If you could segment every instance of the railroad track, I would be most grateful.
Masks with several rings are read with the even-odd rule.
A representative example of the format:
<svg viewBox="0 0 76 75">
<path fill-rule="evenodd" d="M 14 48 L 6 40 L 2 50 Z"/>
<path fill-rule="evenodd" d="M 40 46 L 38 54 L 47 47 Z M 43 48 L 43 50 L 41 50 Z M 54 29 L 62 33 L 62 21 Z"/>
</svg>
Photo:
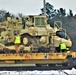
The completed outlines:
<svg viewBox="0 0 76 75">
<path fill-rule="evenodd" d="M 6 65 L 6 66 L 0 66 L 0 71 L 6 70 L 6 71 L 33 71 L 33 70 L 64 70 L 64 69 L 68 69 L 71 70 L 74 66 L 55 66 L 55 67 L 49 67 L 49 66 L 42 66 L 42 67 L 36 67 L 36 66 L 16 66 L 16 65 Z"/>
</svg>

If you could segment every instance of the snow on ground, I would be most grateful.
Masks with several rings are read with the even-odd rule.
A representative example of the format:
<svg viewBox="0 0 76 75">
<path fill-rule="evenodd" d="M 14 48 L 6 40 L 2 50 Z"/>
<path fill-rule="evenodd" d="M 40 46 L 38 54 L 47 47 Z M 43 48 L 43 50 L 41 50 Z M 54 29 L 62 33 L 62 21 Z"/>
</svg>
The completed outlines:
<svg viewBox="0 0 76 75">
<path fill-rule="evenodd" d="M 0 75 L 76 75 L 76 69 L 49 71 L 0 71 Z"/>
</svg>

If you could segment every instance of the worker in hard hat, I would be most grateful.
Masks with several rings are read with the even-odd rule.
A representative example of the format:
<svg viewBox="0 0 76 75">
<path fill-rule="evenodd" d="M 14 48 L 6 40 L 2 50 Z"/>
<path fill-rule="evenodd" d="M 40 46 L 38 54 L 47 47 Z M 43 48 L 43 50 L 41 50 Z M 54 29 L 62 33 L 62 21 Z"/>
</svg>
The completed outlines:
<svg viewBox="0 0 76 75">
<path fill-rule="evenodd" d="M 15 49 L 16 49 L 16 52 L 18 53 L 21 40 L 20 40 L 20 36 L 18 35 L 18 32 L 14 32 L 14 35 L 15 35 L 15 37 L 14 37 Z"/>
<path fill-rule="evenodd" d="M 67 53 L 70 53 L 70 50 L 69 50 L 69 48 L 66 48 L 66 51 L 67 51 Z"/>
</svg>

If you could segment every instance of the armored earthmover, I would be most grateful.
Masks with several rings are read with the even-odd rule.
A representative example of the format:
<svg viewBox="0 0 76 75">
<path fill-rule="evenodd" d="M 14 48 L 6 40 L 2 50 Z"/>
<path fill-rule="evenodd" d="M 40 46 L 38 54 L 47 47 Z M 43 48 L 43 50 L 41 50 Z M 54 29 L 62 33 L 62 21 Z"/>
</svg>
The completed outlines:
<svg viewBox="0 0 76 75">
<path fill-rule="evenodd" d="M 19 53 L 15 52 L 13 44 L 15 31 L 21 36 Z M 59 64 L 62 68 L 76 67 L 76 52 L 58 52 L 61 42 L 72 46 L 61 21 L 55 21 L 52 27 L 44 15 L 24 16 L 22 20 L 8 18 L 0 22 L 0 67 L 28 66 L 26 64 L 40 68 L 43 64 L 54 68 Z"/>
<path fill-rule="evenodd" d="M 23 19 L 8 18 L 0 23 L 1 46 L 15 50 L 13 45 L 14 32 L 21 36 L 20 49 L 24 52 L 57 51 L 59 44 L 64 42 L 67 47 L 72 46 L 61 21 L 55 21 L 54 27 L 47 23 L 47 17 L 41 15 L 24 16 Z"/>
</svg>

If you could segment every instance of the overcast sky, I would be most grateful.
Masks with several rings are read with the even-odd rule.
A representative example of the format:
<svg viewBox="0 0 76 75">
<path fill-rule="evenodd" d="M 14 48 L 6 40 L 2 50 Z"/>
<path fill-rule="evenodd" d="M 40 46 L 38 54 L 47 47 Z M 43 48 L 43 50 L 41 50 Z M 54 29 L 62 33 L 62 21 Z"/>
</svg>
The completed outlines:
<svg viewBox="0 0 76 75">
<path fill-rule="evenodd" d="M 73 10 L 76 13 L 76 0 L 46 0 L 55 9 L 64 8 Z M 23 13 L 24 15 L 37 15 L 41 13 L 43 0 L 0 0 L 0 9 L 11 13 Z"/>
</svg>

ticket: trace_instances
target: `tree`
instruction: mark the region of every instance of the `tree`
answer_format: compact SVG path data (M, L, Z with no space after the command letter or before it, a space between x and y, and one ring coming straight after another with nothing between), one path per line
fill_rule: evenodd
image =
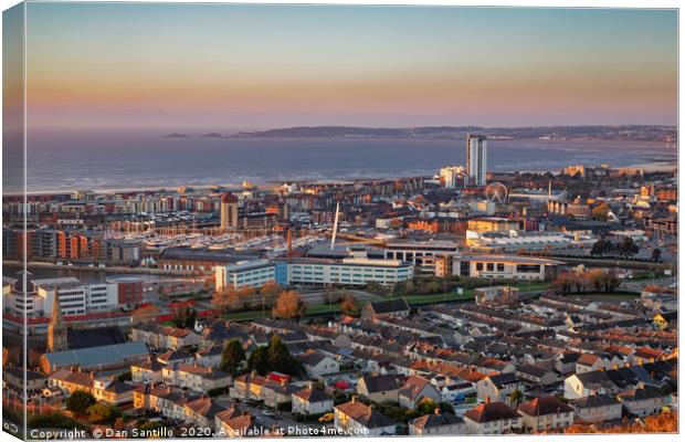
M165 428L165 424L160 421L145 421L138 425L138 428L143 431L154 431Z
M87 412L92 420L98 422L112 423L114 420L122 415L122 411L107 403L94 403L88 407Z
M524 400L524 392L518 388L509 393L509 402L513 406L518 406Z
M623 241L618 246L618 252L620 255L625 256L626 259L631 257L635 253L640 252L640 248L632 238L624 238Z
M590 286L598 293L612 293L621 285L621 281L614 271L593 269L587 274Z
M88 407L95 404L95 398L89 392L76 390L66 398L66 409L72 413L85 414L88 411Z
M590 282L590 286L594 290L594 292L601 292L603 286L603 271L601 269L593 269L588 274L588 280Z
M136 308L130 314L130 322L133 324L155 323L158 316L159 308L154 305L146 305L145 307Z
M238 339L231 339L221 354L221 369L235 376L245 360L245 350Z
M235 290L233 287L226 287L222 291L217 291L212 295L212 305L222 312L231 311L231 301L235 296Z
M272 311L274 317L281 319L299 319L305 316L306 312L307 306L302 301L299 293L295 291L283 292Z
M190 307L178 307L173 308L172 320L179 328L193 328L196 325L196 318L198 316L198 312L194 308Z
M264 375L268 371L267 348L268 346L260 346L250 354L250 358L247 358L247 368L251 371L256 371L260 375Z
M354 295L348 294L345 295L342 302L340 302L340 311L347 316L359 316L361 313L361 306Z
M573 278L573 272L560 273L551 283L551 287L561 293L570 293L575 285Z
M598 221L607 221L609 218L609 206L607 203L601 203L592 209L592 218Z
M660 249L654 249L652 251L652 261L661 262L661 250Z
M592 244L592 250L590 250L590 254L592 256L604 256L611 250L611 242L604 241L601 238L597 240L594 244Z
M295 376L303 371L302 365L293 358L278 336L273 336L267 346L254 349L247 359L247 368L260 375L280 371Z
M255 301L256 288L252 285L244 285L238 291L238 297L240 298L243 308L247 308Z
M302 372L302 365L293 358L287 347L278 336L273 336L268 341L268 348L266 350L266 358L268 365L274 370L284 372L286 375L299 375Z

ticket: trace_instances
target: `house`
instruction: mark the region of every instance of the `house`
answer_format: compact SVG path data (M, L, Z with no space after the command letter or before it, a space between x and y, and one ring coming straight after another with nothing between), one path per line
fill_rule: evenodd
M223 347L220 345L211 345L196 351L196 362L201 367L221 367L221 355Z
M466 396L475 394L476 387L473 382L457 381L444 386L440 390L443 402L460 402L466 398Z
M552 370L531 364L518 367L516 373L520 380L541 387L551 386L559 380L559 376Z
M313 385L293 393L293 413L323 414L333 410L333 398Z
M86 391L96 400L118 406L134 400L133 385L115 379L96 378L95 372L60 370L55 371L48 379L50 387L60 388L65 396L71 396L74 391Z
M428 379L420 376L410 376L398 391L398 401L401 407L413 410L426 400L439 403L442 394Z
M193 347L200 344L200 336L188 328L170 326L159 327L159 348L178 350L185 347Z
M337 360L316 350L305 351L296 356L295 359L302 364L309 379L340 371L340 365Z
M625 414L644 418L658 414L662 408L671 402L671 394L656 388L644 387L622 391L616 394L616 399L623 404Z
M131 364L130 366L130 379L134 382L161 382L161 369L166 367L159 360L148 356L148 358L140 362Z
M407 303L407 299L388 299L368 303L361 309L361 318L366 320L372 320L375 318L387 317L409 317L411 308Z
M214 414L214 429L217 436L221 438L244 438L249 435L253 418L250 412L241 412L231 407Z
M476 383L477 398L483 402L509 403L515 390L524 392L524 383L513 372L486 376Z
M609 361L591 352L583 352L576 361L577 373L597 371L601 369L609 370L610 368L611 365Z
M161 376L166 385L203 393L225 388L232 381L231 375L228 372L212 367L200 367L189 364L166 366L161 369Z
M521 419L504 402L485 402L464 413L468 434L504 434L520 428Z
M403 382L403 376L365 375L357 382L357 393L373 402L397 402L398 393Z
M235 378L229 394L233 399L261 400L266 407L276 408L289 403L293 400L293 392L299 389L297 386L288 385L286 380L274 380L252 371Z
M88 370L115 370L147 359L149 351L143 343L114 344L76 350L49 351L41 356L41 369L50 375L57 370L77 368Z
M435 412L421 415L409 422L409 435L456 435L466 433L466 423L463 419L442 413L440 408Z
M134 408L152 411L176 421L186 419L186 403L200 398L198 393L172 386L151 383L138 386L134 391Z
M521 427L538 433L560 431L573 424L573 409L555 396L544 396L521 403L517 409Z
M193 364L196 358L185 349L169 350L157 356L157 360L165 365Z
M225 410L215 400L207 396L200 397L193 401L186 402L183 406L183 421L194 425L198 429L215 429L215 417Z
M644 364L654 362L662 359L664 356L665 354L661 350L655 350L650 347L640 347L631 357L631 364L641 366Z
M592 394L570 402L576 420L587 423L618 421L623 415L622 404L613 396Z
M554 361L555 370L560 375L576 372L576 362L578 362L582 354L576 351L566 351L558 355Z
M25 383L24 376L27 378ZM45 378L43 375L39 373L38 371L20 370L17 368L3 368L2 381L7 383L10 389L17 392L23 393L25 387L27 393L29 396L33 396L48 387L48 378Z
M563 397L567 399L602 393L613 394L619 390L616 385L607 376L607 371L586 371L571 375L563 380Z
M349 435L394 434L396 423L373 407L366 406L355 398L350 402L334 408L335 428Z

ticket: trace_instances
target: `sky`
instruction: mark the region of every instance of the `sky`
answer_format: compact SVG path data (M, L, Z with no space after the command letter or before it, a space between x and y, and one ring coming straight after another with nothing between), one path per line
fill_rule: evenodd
_ _ _ _
- [Task prompt]
Reproduce, character for character, the rows that open with the line containing "If you could segment every instance of the armored" and close with the line containing "19 53 L 15 52".

- [Solution]
If you could segment every instance of the armored earthmover, I would be most grateful.
Masks with several rings are read with the even-odd rule.
A representative example of the format:
<svg viewBox="0 0 76 75">
<path fill-rule="evenodd" d="M 14 48 L 6 40 L 2 50 Z"/>
<path fill-rule="evenodd" d="M 40 46 L 38 54 L 47 47 Z M 43 48 L 43 50 L 41 50 Z M 54 29 L 62 33 L 62 21 Z"/>
</svg>
The completed outlines:
<svg viewBox="0 0 76 75">
<path fill-rule="evenodd" d="M 19 53 L 15 52 L 13 44 L 15 31 L 21 36 Z M 59 64 L 62 68 L 76 67 L 76 52 L 58 52 L 61 42 L 72 46 L 61 21 L 55 21 L 52 27 L 44 15 L 24 16 L 22 20 L 8 18 L 0 22 L 0 67 L 28 66 L 26 64 L 40 68 L 43 64 L 54 68 Z"/>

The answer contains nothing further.